Short problem :: Rewrite all the rows below, requests included, scaling every box coordinate in the answers by 2.5 and rounding to whole numbers, with halves rounded up. Leave the numbers in the requests as they are.

Data to use ::
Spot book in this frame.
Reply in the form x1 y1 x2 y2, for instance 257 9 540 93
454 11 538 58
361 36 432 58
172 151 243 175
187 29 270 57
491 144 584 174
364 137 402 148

Result for this task ::
Spot book in this frame.
Reply in the form x1 y1 x2 y2, for instance 257 9 540 93
1135 28 1345 145
903 90 1080 145
430 378 608 438
468 73 675 143
1228 360 1460 435
910 343 1005 370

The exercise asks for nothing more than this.